Provided data:
★ ★ ★ ★ ★ ★ ★

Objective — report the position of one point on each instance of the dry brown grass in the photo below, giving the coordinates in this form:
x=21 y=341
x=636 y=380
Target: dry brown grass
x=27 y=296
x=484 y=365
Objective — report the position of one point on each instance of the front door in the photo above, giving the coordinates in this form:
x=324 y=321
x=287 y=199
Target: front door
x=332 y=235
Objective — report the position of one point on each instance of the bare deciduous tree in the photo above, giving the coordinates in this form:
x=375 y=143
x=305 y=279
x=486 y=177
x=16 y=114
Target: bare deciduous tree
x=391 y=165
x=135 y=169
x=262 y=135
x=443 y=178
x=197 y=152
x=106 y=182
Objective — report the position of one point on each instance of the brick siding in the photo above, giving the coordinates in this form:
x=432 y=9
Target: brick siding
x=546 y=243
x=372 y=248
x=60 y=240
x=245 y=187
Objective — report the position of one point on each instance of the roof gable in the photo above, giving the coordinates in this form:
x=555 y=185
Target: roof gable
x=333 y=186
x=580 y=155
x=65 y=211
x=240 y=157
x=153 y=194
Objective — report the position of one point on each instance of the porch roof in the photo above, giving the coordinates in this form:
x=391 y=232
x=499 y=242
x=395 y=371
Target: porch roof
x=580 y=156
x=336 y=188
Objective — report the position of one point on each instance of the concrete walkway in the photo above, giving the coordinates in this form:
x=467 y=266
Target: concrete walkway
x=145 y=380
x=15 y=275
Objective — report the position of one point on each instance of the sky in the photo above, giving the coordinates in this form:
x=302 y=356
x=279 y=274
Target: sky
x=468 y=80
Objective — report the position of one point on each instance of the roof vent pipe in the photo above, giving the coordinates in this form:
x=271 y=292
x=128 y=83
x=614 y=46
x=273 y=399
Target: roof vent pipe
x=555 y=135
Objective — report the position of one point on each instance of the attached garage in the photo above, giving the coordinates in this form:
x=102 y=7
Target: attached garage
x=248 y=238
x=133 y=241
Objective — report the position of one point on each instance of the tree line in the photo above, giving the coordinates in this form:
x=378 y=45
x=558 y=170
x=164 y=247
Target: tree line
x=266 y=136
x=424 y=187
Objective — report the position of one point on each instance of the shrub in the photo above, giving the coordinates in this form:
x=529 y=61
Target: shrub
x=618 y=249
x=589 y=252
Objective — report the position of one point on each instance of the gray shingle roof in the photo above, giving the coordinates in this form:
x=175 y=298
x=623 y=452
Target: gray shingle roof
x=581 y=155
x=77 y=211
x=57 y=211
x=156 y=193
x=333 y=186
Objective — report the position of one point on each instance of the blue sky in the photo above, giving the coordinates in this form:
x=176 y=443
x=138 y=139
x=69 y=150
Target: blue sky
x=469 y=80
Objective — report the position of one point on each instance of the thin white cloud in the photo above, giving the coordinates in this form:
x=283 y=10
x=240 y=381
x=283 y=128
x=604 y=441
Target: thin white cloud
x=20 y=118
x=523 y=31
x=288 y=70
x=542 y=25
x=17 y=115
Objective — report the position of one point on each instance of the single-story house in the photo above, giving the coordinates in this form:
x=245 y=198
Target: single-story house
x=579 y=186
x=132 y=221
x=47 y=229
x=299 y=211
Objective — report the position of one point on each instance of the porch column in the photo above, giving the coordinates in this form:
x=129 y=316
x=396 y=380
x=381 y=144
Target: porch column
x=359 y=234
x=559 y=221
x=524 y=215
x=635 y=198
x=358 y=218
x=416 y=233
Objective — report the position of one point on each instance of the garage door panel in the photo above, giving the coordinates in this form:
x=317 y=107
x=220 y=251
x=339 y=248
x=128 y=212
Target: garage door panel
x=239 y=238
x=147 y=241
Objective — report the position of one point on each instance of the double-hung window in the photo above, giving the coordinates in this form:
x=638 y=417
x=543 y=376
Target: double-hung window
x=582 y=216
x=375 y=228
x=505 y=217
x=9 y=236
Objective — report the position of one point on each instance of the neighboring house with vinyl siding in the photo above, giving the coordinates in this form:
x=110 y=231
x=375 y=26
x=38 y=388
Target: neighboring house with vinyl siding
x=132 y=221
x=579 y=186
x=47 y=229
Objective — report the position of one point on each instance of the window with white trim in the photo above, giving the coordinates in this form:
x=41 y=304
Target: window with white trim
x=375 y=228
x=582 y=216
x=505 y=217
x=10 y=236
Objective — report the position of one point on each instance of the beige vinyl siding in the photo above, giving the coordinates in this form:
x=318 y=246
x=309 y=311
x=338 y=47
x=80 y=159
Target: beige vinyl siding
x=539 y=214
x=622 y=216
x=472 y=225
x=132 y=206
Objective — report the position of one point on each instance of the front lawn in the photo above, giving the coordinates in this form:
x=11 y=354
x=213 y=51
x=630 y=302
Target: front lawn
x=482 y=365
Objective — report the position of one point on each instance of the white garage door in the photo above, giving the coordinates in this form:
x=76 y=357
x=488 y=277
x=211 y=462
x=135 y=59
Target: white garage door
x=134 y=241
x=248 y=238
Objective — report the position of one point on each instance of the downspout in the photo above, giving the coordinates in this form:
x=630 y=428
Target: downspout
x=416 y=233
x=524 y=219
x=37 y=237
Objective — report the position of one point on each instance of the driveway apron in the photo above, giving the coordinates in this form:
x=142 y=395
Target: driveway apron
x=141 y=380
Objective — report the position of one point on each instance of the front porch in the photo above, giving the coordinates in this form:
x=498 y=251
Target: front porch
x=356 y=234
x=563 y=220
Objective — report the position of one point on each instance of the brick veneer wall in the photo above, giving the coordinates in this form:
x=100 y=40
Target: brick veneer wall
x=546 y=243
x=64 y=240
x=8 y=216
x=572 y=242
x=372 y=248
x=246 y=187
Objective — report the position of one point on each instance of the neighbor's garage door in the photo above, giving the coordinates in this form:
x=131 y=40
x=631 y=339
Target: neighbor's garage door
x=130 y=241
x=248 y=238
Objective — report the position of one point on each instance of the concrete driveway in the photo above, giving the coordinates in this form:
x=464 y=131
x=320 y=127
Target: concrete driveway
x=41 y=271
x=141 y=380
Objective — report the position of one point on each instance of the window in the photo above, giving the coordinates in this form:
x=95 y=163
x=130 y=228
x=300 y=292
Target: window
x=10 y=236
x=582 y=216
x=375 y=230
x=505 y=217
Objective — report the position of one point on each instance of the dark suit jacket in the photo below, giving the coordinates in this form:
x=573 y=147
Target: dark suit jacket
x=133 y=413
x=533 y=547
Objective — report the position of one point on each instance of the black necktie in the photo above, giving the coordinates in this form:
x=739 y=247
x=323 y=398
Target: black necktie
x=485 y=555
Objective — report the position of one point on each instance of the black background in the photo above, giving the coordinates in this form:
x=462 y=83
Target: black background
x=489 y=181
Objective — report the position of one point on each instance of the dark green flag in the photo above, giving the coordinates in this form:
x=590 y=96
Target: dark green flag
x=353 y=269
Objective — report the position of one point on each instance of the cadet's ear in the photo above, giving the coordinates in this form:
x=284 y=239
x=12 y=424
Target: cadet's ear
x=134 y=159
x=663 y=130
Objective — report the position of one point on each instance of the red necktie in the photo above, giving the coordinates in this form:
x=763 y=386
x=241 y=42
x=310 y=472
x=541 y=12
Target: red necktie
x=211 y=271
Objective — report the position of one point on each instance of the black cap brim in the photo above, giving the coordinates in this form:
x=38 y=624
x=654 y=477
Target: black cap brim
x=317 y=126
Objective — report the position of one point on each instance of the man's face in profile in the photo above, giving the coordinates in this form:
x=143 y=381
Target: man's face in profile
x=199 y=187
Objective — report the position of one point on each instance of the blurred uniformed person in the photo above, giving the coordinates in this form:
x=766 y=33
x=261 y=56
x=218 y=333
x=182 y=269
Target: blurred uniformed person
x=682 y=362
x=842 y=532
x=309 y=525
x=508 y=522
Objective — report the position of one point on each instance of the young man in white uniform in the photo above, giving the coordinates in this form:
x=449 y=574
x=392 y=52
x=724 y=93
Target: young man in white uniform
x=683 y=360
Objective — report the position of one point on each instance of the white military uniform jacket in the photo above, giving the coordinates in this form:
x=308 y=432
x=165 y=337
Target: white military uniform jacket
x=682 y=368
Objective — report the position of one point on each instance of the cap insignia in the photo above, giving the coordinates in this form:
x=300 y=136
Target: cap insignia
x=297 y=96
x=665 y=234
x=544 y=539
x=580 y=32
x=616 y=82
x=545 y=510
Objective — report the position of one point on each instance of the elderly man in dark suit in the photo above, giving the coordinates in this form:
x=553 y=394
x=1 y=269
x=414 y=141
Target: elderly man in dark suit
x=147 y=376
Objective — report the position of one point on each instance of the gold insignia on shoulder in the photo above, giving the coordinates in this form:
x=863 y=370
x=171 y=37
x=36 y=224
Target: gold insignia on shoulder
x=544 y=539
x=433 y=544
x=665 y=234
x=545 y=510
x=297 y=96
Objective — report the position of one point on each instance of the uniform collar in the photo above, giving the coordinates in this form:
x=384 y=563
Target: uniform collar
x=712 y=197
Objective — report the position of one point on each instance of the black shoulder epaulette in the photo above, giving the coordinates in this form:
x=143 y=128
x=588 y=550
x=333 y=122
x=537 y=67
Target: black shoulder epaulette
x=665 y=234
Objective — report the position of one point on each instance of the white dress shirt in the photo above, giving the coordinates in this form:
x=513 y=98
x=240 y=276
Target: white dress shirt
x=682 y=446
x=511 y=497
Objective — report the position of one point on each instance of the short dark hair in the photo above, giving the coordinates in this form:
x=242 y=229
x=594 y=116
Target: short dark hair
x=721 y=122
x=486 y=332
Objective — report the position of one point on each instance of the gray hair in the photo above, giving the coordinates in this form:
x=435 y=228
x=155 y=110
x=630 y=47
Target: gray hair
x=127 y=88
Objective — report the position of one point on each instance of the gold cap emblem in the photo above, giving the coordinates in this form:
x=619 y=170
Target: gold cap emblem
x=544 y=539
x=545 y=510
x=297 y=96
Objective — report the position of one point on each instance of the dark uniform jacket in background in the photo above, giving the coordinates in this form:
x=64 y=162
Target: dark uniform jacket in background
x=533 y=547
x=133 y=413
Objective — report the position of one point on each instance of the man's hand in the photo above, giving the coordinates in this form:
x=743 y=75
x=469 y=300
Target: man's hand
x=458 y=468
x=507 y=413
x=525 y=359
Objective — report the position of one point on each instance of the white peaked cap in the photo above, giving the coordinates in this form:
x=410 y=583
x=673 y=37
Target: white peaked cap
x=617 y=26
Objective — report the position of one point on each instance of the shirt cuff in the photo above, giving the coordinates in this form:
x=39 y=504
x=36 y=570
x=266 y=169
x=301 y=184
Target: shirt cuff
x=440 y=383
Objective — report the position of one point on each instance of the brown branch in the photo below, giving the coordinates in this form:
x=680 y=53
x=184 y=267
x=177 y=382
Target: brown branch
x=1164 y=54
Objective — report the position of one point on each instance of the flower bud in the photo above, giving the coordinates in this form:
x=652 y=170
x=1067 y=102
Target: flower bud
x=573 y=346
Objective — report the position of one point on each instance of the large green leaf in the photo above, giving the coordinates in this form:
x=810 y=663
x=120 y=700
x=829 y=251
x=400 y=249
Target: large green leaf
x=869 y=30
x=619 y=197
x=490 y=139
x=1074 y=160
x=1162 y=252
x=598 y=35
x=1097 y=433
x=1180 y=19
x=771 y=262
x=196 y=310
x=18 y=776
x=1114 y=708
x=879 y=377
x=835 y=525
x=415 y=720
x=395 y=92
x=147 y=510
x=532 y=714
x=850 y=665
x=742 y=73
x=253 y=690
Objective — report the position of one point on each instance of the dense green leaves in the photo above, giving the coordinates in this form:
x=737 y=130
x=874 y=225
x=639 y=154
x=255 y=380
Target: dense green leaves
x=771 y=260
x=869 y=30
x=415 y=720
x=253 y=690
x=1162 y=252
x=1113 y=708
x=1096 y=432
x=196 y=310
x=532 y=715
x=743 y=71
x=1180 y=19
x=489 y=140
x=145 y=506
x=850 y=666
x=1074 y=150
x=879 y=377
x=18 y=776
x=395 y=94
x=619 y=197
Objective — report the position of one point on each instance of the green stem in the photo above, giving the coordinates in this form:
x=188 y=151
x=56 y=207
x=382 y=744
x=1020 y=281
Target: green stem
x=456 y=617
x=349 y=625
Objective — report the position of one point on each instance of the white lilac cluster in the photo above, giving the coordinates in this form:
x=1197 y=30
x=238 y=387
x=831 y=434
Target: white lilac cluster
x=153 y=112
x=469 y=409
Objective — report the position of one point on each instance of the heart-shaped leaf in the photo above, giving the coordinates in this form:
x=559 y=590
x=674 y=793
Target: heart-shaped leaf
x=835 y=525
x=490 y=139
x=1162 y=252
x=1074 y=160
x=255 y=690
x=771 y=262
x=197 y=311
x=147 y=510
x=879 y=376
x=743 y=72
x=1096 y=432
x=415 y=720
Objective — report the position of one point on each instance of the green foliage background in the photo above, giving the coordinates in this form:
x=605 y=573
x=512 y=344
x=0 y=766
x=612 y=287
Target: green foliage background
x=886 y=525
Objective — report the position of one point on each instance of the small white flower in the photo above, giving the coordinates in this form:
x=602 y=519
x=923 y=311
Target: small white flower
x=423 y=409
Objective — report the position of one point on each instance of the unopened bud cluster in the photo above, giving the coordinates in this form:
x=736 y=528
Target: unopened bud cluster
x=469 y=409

★ ★ ★ ★ ★ ★ ★

Description of the task:
Beginning at the line containing "the green foliage", repeat each line exactly through the last line of the entries, and include no other lines.

Right answer:
Objective — report the position of one point on each instance of the green foliage background in the photo above, giving the coordinates in this form:
x=605 y=573
x=512 y=344
x=0 y=766
x=612 y=287
Target: green foliage background
x=886 y=525
Objective — report the position of one point on each instance of the small white flower in the photo above, giving the coordinates in this form:
x=602 y=519
x=923 y=311
Target: small white flower
x=423 y=409
Objective — report the position of one point on each instance of the unopened bud cluster in the photo above, giving the coordinates in this form:
x=736 y=528
Target: unopened bud cluster
x=469 y=409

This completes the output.